═══ ФРАГМЕНТ ТЕКСТА

У д’Аннунцио проблемы, возникавшие перед общественным сознанием на рубеже XX века, не столько разрешались, сколько отбрасывались прочь в славословии не раздумывающей, яростно действующей личности. Другие отдали свое творчество анализу этих проблем и их отражению в психологии обыкновенного, ничем не замечательного, среднего человека.



Одним из самых крупных итальянских прозаиков эпохи был Луиджи Пиранделло. Как все его современники, он начал с веризма. Близкий друг Капуаны, он испытал на себе влияние этого вериста. Несколько усложненный психологизм Капуаны, изучавшего не совсем обычные психологические казусы в не совсем обычных житейских ситуациях, оказался ближе к интересам Пиранделло, чем полные лиризма и первозданной чистоты, замученные жизнью персонажи Верги.

Первые новеллы Пиранделло написаны еще в начале девяностых годов. Быт в них — буржуазный, а психология его героев — это психология людей, не находящих выхода из своей тоски и своего убожества. Здесь господствуют причинные закономерности и «фатализм» среды, которая определяет человека, «заедает» его и вместе с тем вызывает его тайный протест.

══════
═══ ПЕРЕЧЕНЬ ДАННЫХ

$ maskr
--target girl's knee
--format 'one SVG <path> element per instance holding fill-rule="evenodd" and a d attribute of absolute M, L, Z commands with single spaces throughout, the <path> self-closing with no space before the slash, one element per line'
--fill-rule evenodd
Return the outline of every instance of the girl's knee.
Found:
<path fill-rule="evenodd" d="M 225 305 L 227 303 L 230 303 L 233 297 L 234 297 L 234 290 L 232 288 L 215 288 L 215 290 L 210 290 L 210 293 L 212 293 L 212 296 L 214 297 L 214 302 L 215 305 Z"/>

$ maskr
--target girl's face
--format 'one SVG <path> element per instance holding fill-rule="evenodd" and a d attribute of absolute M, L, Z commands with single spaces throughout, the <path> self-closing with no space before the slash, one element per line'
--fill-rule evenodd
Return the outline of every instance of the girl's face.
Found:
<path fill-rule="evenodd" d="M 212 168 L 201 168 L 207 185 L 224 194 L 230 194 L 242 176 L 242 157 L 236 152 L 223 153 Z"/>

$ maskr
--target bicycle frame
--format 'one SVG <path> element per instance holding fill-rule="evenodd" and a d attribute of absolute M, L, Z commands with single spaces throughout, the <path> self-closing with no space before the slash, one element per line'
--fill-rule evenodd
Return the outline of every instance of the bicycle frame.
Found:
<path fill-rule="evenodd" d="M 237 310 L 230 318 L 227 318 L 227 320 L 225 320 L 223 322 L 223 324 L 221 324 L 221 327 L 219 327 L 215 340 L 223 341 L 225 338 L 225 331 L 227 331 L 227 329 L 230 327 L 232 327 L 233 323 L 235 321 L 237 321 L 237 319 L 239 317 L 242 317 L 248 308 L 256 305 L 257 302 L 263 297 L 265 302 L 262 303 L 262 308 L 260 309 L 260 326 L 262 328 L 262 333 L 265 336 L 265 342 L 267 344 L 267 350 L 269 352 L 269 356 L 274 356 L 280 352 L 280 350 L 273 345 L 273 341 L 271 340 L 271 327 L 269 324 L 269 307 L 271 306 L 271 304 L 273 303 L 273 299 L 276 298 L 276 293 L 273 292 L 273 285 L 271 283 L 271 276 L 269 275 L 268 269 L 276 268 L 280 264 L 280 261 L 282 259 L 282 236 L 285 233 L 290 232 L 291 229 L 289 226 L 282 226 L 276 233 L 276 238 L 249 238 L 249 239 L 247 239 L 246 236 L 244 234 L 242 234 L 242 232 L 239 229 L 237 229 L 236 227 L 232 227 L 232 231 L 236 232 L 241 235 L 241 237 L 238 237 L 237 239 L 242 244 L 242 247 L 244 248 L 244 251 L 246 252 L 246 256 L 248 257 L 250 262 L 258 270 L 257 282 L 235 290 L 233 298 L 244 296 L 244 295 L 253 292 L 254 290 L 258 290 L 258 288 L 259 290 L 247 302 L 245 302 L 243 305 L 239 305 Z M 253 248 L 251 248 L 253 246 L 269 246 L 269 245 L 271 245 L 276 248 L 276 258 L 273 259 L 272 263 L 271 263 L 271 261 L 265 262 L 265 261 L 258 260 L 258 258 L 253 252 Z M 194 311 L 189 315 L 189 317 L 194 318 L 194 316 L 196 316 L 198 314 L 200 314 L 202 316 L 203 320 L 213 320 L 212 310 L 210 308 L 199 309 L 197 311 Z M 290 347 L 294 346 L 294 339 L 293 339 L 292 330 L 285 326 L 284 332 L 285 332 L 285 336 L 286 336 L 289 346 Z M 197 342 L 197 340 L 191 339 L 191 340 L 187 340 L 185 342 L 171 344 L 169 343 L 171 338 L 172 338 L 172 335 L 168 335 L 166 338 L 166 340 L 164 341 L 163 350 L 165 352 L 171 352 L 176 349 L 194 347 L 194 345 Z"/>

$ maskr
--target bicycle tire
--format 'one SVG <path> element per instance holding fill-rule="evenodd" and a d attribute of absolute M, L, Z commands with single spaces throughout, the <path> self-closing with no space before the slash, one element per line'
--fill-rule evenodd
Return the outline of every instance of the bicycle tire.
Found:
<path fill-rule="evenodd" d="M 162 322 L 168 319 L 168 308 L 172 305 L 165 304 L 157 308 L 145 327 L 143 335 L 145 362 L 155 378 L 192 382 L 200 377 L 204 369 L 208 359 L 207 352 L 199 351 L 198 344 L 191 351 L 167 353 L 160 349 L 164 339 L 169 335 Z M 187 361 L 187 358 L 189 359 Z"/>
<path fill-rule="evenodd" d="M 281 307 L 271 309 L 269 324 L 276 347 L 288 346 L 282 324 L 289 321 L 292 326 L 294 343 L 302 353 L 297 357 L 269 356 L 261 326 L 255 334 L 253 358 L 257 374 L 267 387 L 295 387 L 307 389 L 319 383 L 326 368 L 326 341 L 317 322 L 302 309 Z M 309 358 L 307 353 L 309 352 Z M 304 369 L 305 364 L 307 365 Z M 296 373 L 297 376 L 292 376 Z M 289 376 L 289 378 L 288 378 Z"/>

══════

ЗАДАНИЯ:
(A) С какого направления, согласно фрагменту о Пиранделло, он начал свой путь, как и все его современники?
(B) Перепишите из фрагмента о Пиранделло отрывок, начинающийся словами «Одним из самых» и заканчивающийся словами «его тайный протест.».
(C) Чем фрагмент о Пиранделло объясняет, что писатель испытал влияние Капуаны?
Для ответов используйте только фрагмент о Пиранделло.

ОТВЕТЫ К ЗАДАНИЯМ:
(A) С веризма.

(B)
Одним из самых крупных итальянских прозаиков эпохи был Луиджи Пиранделло. Как все его современники, он начал с веризма. Близкий друг Капуаны, он испытал на себе влияние этого вериста. Несколько усложненный психологизм Капуаны, изучавшего не совсем обычные психологические казусы в не совсем обычных житейских ситуациях, оказался ближе к интересам Пиранделло, чем полные лиризма и первозданной чистоты, замученные жизнью персонажи Верги.

Первые новеллы Пиранделло написаны еще в начале девяностых годов. Быт в них — буржуазный, а психология его героев — это психология людей, не находящих выхода из своей тоски и своего убожества. Здесь господствуют причинные закономерности и «фатализм» среды, которая определяет человека, «заедает» его и вместе с тем вызывает его тайный протест.

(C) Пиранделло был близким другом Капуаны. Кроме того, усложненный психологизм Капуаны, изучавшего необычные психологические казусы в необычных житейских ситуациях, оказался ближе к его интересам, чем персонажи Верги.